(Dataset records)

◆ ◆ ◆

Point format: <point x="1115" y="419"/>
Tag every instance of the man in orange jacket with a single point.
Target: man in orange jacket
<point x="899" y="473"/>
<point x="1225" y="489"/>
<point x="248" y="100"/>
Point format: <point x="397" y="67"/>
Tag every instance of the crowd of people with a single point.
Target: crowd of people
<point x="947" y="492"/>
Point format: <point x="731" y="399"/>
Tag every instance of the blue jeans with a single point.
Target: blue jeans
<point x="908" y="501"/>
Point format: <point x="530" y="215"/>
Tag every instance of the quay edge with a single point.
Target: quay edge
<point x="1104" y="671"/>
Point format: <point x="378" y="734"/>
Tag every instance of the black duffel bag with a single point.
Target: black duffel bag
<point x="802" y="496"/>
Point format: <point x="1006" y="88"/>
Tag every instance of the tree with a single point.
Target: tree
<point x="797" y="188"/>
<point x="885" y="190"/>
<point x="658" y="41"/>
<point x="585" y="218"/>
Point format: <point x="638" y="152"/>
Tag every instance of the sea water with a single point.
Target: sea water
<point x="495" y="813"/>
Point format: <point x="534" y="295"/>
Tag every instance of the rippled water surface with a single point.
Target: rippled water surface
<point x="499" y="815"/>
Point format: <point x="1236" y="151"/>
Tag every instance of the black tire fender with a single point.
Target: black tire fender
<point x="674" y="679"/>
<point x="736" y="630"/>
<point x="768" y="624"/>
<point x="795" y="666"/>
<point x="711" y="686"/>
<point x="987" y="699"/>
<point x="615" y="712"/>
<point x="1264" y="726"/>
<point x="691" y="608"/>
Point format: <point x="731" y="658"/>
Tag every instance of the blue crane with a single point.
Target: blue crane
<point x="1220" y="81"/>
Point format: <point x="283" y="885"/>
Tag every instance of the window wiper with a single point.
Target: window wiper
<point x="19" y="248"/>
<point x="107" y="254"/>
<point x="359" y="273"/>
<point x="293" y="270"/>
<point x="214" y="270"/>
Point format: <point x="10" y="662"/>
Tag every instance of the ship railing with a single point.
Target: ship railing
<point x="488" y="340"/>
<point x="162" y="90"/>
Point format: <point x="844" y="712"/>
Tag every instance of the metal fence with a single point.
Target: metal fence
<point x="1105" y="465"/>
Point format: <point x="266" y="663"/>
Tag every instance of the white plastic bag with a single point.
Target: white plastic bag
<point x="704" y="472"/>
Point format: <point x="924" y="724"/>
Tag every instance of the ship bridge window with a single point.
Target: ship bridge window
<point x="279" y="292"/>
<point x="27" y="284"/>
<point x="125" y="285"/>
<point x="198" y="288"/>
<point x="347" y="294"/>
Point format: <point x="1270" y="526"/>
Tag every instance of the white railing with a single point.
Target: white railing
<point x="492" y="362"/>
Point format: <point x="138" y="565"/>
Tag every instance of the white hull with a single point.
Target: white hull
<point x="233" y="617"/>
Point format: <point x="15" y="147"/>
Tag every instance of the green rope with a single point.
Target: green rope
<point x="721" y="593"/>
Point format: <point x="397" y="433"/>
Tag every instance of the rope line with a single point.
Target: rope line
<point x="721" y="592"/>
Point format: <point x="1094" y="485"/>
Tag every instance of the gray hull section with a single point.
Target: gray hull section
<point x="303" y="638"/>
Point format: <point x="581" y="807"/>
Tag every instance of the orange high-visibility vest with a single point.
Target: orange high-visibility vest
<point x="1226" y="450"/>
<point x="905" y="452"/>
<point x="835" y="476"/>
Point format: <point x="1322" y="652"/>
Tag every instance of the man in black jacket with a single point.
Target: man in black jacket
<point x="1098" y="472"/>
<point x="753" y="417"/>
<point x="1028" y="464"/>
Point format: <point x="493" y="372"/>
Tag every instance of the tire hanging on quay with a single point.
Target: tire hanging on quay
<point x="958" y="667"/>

◆ ◆ ◆

§ Given instruction
Copy out the full listing exactly.

§ Solution to the problem
Point format: <point x="1115" y="419"/>
Tag every instance of the man in orange jacket with a single point.
Target: man in orange jacket
<point x="899" y="473"/>
<point x="1225" y="489"/>
<point x="248" y="100"/>
Point format: <point x="397" y="67"/>
Tag every instance of the crowd of people with a single point.
Target: crowd of people
<point x="947" y="492"/>
Point format: <point x="731" y="399"/>
Tag every instance of the blue jeans with a single point.
Target: blue jeans
<point x="908" y="501"/>
Point format: <point x="530" y="215"/>
Tag every instance of the quay edge with a single point.
Target: quay edge
<point x="1104" y="671"/>
Point format: <point x="378" y="734"/>
Tag every instance of the black duffel bag with a single point.
Target: black duffel bag
<point x="802" y="496"/>
Point format: <point x="1006" y="88"/>
Tag every instance of the tree with a single point.
Target: tree
<point x="797" y="188"/>
<point x="885" y="190"/>
<point x="658" y="41"/>
<point x="585" y="218"/>
Point format: <point x="638" y="152"/>
Tag every instance of the sea water with a single point.
Target: sea water
<point x="495" y="813"/>
Point format: <point x="534" y="295"/>
Tag every instance of the rippled water surface with a single point.
Target: rippled water surface
<point x="499" y="815"/>
Point format: <point x="1236" y="151"/>
Tag every instance of the black tire fender with a single point.
Target: black tire fender
<point x="674" y="679"/>
<point x="736" y="630"/>
<point x="768" y="624"/>
<point x="795" y="666"/>
<point x="711" y="686"/>
<point x="987" y="699"/>
<point x="615" y="712"/>
<point x="1264" y="726"/>
<point x="691" y="608"/>
Point format: <point x="731" y="658"/>
Tag every instance of the blue crane with a single point.
Target: blue crane
<point x="1220" y="81"/>
Point format: <point x="283" y="885"/>
Tag every instance of the window wiper with a single point.
Target: window wiper
<point x="19" y="248"/>
<point x="107" y="254"/>
<point x="359" y="273"/>
<point x="293" y="270"/>
<point x="214" y="270"/>
Point format: <point x="10" y="662"/>
Tag every instance of the ship railing with a single point.
Target: ship railing
<point x="488" y="340"/>
<point x="162" y="90"/>
Point format: <point x="844" y="712"/>
Tag every instance of the metal fence with a single point.
Target: metal fence
<point x="1105" y="465"/>
Point format: <point x="266" y="663"/>
Tag every instance of the white plastic bag with a single point.
Target: white plastic bag
<point x="704" y="472"/>
Point format: <point x="924" y="724"/>
Tag every instance of the ship bridge window with a single point.
Target: ship bridge window
<point x="279" y="292"/>
<point x="27" y="284"/>
<point x="125" y="285"/>
<point x="198" y="288"/>
<point x="347" y="294"/>
Point format: <point x="1270" y="526"/>
Tag every instance of the white railing with a single point.
Target: white railing
<point x="492" y="362"/>
Point format: <point x="138" y="565"/>
Tag every instance of the white hull with a single point.
Target: white hull
<point x="233" y="617"/>
Point format: <point x="15" y="147"/>
Tag every instance of the green rope with a single point.
Target: green rope
<point x="721" y="593"/>
Point format: <point x="397" y="433"/>
Tag every instance of the rope line with a single point.
Target: rope line
<point x="721" y="592"/>
Point format: <point x="1094" y="485"/>
Tag every instance of the gray hull section with a single point.
Target: gray hull section
<point x="303" y="638"/>
Point format: <point x="581" y="807"/>
Tag every instance of the orange high-visibility vest with a single point.
Target: orange high-visibility vest
<point x="1226" y="450"/>
<point x="905" y="452"/>
<point x="835" y="476"/>
Point format: <point x="1322" y="652"/>
Tag every instance of the man in black jacket with a single point.
Target: man in black jacket
<point x="1098" y="472"/>
<point x="753" y="417"/>
<point x="1028" y="464"/>
Point format: <point x="493" y="372"/>
Tag every instance of the tire hanging on quay with a single point.
Target: tire hanging on quay
<point x="958" y="667"/>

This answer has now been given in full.